- Quoted passage:
[start]

# connect to DSP 1124P



## neophyte

i want to buy and use dsp 1124p like parametric eq for my velodyne spl1000, can i connect it from another subwoofer and its speaker level output? is it correct and good idea?


----------



## brucek

> can i connect it from another subwoofer and its speaker level output? is it correct and good idea?


Nope. The BFD accepts line level inputs normally fed from a receiver or processors subwoofer/LFE ouput.

brucek


----------



## neophyte

and if i use some resistor to decrease level of output signal from subwoofer? because i dont have receiver with pre out but 2.1 pc repro


----------



## neophyte

any ideas?:sad:


----------



## brucek

> any ideas?


Yes, it is possible to create a small circuit to accomplish what you're trying to do, but it usually takes some trial and error testing, combined with the abililty to solder and the specs of the subwoofer amplifier with regard to whether it is a bridged output and its power rating.

Your best bet would be to use a set of 5.1 speakers, thus enabling the sub out jack in that mode. Then you can tap the line-level output to feed the BFD and Vel.

If you simply used your 2.1 set of speakers as mains left/right and then added a powered center channel speaker, you could enable 5.1 mode to make the center/sub line out active.

brucek


----------



## neophyte

yes, but if i connect center+sw to my 2.1 speakers i will not have volume control together for all channels..

so, i try to use some resistor, but i dont know how much ohms..


----------



## brucek

> yes, but if i connect center+sw to my 2.1 speakers i will not have volume control together for all channels


You don't connect them to the 2.1 speakers, you connect them to the soundcard.

If you enable 5.1 sound in your Audigy 4 software, then all 5.1 line level jacks will be enabled and controlled by the main volume control.

I believe your present hookup would be like this? All you will be doing is adding a center channel speaker and your BFD sub to the red jack shown.









If you enable 5.1 sound the center / subwoofer jack as shown below will be enabled.











Use a cable that breaks out the red 1/8" stereo jack and one channel will be sent to the new powered center channel speaker and the other to the BFD.










you of course could add the rear channel speakers also, but not really necessary unless you're using it for movies.

Does this make sense?

brucek


----------



## neophyte

yes it wil be controlled by the main volume control, but on the sound card, not on my 2.1 speakers


----------



## brucek

> yes it wil be controlled by the main volume control, but on the sound card, not on my 2.1 speakers


By that you mean the volume adjustment on the speaker set themselves and not from the Windows volume control? Why is that a problem.....is it a convenience / location thing?

[end]

- Listing:
[start]

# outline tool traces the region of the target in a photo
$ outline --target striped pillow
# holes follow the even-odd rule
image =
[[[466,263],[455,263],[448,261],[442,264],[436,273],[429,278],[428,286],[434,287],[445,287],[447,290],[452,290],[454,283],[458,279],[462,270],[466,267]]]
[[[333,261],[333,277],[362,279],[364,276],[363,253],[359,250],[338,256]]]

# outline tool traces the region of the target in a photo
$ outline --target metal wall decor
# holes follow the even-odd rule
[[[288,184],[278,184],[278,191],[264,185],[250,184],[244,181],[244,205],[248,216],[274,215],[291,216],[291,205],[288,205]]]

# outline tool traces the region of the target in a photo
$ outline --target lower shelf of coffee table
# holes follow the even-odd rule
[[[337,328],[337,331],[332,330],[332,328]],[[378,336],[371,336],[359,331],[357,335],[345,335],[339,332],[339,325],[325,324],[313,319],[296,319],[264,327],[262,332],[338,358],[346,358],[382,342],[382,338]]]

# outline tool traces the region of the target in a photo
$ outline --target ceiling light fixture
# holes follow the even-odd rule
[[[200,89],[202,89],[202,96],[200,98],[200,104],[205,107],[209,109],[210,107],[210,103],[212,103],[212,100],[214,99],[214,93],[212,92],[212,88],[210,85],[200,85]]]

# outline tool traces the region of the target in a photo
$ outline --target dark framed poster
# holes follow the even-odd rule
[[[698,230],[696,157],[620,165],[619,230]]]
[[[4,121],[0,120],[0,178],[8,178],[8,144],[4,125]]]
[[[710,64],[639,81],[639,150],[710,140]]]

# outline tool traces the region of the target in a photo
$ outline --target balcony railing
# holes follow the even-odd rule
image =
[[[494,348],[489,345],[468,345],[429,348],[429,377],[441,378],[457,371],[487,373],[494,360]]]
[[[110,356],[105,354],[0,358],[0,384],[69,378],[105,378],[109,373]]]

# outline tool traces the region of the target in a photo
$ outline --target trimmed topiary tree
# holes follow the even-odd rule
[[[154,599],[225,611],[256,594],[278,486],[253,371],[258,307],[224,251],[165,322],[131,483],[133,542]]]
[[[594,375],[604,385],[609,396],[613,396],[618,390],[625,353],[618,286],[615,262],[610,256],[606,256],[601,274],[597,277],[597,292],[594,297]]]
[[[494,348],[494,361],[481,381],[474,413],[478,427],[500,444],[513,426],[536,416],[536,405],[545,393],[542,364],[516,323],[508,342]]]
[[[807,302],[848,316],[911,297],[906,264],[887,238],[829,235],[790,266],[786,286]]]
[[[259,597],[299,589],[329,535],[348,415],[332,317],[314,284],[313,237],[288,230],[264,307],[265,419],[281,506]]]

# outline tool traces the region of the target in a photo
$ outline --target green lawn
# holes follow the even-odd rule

[end]

- What the exercise asks: Please continue the forum thread above about hooking up a DSP 1124P to a Velodyne sub, picking up after its final post.

- Expected answer:
brucek


----------



## neophyte

no.its not, but then i have to have my speakers on full output and there will be a lot of noise in the low listening levels..


----------



## brucek

> then i have to have my speakers on full output and there will be a lot of noise in the low listening levels


Yeah, OK, this is one of the problems with some powered PC speaker systems. The amplifiers have extremely high S/N ratios.

So are you determined to feed a BFD from your sub speaker?

brucek


----------



## neophyte

yes iam thx


----------



## brucek

I hesitate to go down the road of telling you how to hook your BFD to a speaker since it is fraught with problems - the least of which is shorting out your speaker amplifier.

But either way, it's not that difficult.

There are a couple pieces of information that we need to know.

1. Is the Negative (-) terminal on the subwoofer speaker wire at ground potential?
This is essential since some amplifiers rely on a bridging technique to boost the power. I don't have a schematic of your speaker system with amplifier, so I can't determine this without you measuring it.
With the power off you need to measure with a multimeter on the lowest scale between the Negative (-) subwoofer speaker wire terminal (at the speaker) and ground of the amplifier. Be sure there is a short indicated.

2. What is the rated power (watts) of the subwoofer amplifier? This is necessary to roughly calculate the attenuation required to bring the signal to a line level that the BFD is familiar with.

3. What is the impedance of the subwoofer driver in ohms. (i.e. 8 ohms or 4 ohms)

3. Can you solder? If not, better forget it. 

brucek


----------



## neophyte

1. i dont have multimeter, but i will try to get some..
2. speakers are logitech z2300 thx, its written 2*40+120W:scared: 
3. 4ohm


----------



## brucek

OK good, just make sure about the ground on the negative terminal of the sub speaker......


----------



## neophyte

1. no its not. (ground of the amplifier-i took metal cooler on the back of the sub-is it right?)
2. 120W RMS 8ohm, 10percent THD
3. 8ohm


----------



## brucek

> no its not. (ground of the amplifier-i took metal cooler on the back of the sub-is it right?)


Don't really understand, but you must measure from the subwoofers negative speaker terminal to the amplifiers DC ground.



> 120W RMS 8ohm


Where did you find that the subwoofer driver was 8 ohms? Is it written on the driver?

brucek


----------



## neophyte

8ohm-its in the manual

i dont know where is the amplifiers DC ground. must i demount subwoofer?


----------



## brucek

Sorry, I don't know the physical layout of your sub. You would need to have access to the sub driver itself to get to its terminals and you also require an amplifier ground. Certainly the shield pin of any line level connector plug connects to ground. 

brucek


----------



## neophyte

ok i will try it

now, please write me what are the next steps, when the minus of the speker is grounded and when it is not. thx


----------



## brucek

> ok i will try it


Good. When you're able to establish that the negative lead of the subwoofer driver is at ground potential we'll carry on. There's no use otherwise, it's a showstopper.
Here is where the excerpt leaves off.